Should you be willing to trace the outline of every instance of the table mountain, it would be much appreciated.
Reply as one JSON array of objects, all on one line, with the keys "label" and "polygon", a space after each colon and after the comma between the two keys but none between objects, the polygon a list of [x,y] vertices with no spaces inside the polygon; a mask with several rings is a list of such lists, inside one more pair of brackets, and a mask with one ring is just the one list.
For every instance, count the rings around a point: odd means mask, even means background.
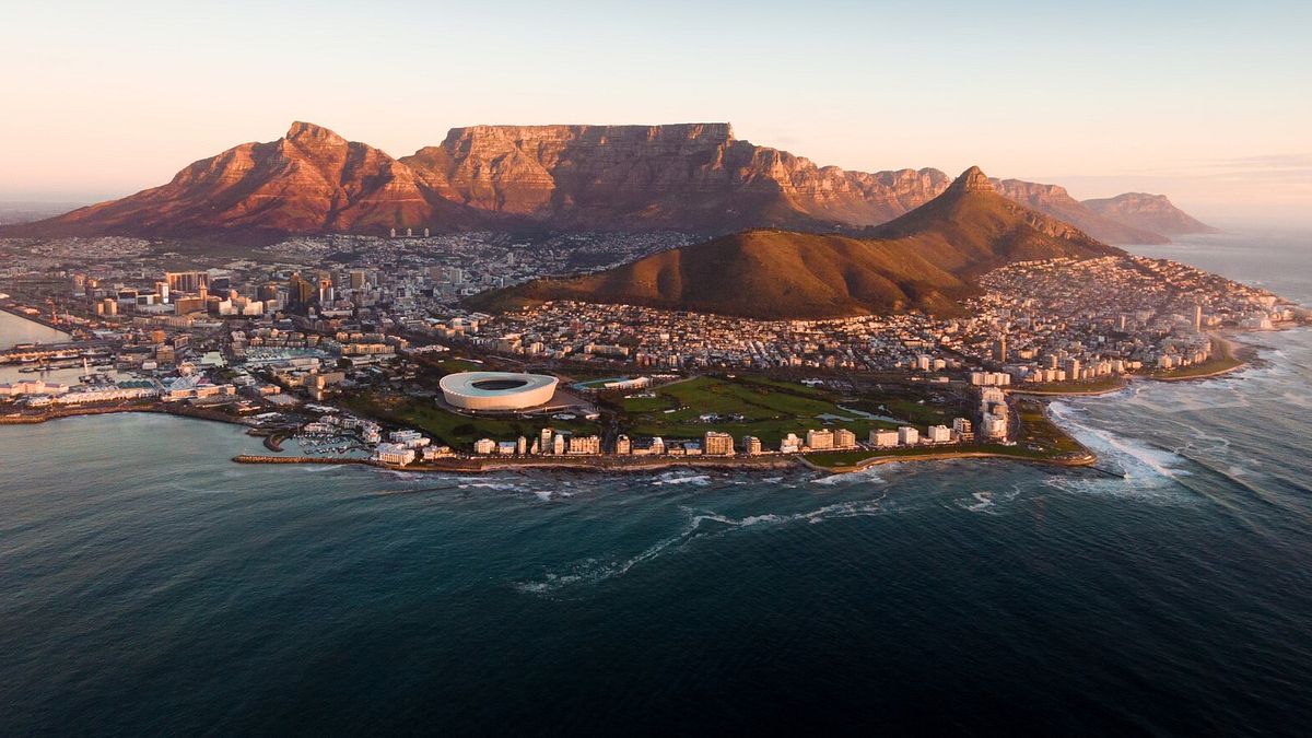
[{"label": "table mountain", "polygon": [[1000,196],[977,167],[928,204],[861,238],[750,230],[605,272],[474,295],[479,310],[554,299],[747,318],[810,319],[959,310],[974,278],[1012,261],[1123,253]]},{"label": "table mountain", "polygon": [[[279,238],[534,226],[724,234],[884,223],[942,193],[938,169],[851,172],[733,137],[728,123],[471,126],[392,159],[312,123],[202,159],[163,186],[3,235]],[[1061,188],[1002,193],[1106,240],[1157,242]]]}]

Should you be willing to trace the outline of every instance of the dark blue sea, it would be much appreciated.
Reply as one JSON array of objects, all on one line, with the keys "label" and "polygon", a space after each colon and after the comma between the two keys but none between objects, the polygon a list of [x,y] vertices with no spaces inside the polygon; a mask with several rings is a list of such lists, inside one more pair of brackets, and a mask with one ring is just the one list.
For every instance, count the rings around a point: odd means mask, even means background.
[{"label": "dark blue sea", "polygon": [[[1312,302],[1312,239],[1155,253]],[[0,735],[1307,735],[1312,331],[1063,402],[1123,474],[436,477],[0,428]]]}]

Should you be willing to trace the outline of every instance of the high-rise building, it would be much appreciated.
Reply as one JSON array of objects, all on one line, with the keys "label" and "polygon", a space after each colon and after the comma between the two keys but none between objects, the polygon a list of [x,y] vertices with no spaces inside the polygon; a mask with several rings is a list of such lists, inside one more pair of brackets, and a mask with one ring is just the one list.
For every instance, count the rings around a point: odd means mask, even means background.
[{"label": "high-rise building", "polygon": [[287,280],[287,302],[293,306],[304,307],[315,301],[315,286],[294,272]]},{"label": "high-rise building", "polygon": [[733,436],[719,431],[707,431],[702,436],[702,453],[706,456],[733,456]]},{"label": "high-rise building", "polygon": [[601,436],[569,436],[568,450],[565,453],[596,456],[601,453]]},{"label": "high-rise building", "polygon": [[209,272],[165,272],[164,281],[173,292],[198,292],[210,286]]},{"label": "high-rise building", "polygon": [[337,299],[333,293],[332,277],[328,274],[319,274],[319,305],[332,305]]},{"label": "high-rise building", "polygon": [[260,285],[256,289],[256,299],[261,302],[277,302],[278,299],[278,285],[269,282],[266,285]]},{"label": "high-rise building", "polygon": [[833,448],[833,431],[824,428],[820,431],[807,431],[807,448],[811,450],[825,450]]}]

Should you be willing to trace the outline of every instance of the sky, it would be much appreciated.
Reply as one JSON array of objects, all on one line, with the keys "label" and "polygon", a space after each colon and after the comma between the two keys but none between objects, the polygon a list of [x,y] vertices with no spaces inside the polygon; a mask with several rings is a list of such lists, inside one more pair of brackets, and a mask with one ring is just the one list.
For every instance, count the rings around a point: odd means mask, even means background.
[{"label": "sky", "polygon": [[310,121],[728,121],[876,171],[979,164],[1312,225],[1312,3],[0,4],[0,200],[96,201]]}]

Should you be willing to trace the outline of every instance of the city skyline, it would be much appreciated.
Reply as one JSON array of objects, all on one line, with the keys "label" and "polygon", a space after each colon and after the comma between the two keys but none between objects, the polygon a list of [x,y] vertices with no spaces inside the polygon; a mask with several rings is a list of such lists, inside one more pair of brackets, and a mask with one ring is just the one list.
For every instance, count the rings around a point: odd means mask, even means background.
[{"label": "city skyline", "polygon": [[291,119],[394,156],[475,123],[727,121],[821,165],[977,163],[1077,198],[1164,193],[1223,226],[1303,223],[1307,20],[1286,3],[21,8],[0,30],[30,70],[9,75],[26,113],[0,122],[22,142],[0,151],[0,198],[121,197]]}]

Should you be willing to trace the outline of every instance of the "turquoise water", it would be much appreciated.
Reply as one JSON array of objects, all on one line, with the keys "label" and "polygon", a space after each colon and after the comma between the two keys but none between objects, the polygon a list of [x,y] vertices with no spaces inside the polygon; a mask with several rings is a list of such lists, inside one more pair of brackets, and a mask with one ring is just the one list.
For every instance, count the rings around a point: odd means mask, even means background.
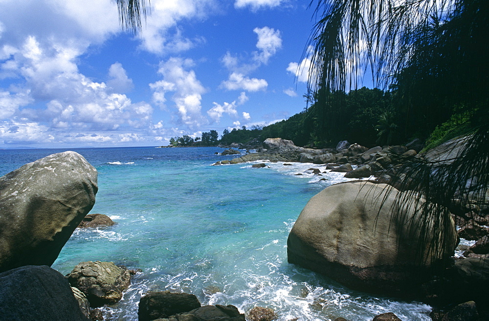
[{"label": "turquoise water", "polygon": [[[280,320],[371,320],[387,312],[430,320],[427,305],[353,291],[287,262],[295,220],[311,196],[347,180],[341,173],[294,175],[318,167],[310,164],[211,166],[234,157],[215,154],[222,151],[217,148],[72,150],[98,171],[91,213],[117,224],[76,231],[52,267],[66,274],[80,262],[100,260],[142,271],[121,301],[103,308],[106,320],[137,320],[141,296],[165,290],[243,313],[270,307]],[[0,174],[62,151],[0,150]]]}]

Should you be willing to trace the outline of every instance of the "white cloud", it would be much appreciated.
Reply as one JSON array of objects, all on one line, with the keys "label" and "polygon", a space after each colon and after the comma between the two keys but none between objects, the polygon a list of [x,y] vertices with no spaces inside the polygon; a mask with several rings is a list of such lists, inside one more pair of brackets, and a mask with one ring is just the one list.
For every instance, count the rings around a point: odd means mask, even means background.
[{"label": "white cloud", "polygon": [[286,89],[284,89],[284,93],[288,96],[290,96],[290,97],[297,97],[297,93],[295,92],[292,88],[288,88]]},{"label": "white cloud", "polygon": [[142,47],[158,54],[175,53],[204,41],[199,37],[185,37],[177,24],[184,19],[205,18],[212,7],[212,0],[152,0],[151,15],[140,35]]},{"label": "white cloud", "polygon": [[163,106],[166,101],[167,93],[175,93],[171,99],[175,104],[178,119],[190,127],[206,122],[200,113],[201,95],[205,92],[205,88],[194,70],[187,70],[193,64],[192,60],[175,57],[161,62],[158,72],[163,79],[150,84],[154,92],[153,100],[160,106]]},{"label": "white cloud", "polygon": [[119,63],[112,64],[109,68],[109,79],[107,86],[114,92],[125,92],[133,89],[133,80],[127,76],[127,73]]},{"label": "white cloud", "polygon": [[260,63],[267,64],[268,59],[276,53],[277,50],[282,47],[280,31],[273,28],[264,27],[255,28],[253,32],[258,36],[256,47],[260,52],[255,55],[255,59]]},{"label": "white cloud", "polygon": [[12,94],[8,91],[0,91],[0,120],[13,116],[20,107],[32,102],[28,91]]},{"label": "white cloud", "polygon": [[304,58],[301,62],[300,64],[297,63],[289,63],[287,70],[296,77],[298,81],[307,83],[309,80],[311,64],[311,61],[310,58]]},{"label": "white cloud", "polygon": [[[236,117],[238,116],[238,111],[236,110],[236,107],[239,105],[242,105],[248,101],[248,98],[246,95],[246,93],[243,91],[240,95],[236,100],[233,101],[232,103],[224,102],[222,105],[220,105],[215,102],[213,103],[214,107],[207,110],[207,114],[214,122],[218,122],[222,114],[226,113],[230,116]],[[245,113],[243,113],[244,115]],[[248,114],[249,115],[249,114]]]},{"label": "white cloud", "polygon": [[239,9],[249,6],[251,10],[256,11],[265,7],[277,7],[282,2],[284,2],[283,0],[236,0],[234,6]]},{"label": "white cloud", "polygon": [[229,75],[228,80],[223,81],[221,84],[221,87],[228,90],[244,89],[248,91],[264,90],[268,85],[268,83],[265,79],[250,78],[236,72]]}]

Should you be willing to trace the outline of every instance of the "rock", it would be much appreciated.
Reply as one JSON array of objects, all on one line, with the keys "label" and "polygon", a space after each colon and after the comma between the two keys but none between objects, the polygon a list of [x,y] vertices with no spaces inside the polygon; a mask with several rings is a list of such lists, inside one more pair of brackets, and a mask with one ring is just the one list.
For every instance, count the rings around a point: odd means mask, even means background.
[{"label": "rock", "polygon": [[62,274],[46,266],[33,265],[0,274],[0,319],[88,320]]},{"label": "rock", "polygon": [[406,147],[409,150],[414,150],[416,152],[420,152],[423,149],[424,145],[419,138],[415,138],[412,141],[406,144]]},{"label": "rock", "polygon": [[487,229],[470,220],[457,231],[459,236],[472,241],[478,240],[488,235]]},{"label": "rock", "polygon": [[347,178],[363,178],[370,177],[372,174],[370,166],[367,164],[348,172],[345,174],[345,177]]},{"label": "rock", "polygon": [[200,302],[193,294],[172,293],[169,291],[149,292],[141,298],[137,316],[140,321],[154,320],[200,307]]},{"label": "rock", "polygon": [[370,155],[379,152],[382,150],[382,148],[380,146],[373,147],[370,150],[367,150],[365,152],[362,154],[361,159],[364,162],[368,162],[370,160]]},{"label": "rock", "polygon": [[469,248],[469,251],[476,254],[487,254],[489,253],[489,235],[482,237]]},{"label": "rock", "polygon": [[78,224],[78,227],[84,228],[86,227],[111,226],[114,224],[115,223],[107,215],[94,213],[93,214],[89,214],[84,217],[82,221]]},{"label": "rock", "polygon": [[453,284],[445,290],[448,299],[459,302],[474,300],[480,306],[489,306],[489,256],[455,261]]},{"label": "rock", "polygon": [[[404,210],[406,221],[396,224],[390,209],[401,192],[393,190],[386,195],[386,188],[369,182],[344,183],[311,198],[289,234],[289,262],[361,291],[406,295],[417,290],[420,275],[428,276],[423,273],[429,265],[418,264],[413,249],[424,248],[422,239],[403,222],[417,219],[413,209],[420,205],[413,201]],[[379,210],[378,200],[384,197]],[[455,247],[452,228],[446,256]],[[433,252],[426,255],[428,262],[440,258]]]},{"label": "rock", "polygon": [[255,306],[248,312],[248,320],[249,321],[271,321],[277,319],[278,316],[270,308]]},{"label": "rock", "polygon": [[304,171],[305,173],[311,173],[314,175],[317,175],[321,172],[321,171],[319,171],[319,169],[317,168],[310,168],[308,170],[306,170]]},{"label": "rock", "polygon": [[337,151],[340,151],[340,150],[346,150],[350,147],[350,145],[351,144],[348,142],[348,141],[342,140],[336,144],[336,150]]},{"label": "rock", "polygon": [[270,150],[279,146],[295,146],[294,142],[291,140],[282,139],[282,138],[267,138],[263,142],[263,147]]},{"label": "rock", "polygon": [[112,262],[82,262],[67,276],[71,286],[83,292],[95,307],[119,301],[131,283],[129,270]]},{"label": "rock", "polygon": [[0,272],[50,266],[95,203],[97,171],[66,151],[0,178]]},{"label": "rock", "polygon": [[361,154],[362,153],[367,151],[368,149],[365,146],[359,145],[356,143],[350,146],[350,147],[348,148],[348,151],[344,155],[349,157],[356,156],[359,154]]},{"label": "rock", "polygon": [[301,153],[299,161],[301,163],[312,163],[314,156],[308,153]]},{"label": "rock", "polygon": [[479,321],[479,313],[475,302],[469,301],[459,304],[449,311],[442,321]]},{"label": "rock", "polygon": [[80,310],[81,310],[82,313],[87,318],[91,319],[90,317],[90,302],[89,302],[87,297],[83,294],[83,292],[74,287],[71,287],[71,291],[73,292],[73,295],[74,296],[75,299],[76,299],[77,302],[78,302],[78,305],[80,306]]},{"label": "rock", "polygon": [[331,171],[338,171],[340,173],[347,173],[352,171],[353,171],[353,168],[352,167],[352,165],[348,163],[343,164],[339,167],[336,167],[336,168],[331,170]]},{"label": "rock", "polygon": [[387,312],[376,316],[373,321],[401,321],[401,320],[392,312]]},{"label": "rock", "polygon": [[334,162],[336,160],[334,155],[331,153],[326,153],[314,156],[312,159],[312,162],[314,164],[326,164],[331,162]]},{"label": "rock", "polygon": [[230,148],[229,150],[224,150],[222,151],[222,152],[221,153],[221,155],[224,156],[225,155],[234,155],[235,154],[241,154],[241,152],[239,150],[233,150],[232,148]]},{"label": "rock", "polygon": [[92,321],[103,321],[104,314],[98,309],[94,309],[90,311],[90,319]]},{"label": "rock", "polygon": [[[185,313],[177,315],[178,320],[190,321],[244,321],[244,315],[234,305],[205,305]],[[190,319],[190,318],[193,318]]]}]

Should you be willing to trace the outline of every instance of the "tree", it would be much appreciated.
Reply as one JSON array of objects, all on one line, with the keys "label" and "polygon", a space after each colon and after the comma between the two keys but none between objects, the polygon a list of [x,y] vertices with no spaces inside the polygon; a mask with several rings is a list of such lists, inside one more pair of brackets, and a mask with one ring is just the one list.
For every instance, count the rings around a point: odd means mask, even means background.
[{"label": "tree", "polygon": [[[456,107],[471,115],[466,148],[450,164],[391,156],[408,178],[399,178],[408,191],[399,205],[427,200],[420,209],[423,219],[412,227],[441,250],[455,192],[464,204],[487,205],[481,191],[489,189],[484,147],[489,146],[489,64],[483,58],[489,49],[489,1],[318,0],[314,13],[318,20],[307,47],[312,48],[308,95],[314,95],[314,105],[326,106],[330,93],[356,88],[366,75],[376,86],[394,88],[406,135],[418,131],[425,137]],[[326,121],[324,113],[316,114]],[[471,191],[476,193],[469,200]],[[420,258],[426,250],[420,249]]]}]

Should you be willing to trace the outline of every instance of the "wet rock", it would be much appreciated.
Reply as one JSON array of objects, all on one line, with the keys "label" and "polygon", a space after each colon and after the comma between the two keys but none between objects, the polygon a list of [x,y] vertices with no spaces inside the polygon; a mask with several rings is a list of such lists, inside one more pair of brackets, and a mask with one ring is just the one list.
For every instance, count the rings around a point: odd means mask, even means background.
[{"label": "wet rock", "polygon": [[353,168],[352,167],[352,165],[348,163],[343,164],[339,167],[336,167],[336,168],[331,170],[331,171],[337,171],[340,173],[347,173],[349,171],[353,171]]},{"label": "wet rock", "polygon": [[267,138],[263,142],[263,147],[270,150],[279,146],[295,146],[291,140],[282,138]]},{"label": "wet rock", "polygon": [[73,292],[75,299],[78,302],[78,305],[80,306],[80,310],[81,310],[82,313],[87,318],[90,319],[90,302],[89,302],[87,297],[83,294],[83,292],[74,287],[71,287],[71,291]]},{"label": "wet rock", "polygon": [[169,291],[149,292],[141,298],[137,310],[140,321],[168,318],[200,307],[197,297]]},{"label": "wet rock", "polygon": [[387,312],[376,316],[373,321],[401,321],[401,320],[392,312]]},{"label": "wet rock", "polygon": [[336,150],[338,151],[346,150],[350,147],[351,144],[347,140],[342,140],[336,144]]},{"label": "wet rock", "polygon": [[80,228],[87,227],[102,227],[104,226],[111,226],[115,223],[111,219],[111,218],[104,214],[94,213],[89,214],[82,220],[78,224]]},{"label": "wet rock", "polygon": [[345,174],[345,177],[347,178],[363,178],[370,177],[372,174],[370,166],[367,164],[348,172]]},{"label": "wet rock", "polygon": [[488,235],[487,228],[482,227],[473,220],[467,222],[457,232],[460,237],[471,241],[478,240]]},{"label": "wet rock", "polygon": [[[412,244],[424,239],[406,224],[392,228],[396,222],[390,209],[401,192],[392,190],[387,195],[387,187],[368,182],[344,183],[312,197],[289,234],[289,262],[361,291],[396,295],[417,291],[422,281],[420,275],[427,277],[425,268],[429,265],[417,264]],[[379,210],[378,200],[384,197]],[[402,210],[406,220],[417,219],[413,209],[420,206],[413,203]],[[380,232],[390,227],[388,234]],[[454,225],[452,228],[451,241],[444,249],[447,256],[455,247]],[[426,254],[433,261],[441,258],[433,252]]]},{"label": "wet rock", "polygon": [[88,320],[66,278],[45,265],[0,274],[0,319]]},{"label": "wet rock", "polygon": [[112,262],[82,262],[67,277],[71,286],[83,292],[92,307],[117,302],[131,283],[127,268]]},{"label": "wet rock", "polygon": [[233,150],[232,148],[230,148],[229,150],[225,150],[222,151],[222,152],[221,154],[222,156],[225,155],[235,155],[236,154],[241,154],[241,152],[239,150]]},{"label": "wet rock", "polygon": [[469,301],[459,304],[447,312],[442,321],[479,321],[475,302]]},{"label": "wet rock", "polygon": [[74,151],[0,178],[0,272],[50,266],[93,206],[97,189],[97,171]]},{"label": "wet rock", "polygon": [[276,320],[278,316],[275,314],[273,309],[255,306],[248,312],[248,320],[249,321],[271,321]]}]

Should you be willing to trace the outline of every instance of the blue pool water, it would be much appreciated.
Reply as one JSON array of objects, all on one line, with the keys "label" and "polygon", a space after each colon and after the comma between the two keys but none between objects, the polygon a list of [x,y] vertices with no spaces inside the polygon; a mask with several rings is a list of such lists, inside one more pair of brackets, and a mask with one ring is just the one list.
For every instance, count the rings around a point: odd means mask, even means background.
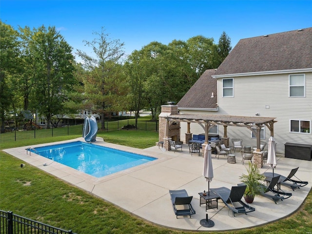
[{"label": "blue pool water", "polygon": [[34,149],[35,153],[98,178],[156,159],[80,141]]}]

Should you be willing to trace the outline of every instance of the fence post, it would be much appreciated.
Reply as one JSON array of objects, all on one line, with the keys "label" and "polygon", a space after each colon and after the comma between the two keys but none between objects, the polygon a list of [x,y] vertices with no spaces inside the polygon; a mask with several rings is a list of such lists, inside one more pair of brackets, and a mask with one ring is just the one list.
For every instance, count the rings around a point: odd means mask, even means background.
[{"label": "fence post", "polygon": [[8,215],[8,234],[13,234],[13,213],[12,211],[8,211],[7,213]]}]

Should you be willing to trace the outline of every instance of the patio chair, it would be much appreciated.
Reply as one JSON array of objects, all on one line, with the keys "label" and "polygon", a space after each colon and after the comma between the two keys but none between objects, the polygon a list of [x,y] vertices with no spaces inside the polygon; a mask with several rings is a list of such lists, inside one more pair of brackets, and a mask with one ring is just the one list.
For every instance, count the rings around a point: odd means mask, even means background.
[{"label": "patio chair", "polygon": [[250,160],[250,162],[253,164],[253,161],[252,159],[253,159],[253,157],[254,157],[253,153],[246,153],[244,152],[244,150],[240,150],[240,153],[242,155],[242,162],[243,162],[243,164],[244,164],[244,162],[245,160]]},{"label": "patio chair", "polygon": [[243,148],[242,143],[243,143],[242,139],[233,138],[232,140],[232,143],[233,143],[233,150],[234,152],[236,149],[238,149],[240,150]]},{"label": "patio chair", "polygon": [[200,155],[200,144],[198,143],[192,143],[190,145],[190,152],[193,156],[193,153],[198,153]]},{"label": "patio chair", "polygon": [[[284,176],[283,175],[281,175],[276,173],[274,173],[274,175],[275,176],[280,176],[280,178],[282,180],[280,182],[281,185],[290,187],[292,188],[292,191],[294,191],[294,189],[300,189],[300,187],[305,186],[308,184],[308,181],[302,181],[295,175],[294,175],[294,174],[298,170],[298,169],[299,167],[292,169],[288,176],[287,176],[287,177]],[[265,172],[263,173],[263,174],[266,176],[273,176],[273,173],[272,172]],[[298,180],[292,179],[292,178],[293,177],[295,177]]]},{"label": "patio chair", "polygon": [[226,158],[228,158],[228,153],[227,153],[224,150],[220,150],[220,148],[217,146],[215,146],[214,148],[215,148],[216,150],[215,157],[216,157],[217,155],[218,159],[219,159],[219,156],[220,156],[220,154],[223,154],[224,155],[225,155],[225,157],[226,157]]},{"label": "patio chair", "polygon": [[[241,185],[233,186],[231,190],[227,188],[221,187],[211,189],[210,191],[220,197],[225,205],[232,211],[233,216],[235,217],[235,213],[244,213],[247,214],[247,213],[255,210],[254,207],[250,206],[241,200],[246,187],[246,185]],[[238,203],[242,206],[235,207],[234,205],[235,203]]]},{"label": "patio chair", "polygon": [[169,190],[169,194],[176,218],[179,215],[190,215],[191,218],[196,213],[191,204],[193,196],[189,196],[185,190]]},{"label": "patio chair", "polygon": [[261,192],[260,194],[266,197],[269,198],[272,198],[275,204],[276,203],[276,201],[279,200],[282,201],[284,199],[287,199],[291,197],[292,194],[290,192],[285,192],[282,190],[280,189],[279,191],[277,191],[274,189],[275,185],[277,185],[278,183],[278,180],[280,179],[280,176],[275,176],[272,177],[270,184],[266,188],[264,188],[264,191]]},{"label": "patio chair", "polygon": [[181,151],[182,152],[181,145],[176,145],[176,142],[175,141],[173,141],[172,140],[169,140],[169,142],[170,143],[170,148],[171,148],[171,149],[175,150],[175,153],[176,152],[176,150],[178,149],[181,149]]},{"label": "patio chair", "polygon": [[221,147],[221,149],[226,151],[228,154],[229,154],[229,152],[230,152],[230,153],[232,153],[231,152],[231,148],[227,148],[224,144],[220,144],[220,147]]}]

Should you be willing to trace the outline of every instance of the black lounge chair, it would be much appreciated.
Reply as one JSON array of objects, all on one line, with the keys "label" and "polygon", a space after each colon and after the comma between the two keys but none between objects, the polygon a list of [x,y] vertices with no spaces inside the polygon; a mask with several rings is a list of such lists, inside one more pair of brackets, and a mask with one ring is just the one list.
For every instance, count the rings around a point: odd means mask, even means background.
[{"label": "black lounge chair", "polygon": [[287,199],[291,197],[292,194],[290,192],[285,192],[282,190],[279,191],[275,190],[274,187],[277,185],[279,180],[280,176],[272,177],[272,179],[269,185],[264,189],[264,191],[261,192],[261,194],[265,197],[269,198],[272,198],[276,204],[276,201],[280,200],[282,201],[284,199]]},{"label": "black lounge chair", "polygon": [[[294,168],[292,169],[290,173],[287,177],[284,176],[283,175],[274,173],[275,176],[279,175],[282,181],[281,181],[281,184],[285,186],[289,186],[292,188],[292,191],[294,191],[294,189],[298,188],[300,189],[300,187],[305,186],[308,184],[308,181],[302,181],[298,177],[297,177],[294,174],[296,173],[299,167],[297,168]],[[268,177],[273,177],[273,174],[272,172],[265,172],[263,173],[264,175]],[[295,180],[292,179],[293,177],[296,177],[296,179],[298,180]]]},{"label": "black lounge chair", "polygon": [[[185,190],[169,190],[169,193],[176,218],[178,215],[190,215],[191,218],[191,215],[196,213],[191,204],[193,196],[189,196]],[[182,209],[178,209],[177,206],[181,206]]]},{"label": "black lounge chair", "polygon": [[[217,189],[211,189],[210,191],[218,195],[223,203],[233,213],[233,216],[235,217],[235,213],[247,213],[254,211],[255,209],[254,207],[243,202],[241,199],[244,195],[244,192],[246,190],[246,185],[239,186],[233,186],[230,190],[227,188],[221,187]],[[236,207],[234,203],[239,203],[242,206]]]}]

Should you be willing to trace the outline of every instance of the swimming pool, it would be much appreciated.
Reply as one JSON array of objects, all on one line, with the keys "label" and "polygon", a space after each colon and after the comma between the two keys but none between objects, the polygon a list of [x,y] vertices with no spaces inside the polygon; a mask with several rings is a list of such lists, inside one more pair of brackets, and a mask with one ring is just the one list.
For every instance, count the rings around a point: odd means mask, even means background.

* * *

**DIRECTIVE**
Which lines of the records above contain the word "turquoise"? Return every one of them in full.

**OUTPUT FOR THIS TASK**
Should you be willing to trace the outline of every instance of the "turquoise water", it would be much appreciated.
[{"label": "turquoise water", "polygon": [[[280,320],[371,320],[387,312],[430,320],[427,305],[353,291],[287,262],[295,220],[311,196],[347,180],[341,173],[294,175],[318,167],[310,164],[211,166],[234,157],[215,154],[222,151],[217,148],[72,150],[98,171],[91,213],[117,224],[76,231],[52,267],[66,274],[80,262],[100,260],[142,271],[121,301],[103,308],[106,320],[137,320],[141,296],[165,290],[243,313],[270,307]],[[0,174],[62,151],[0,150]]]}]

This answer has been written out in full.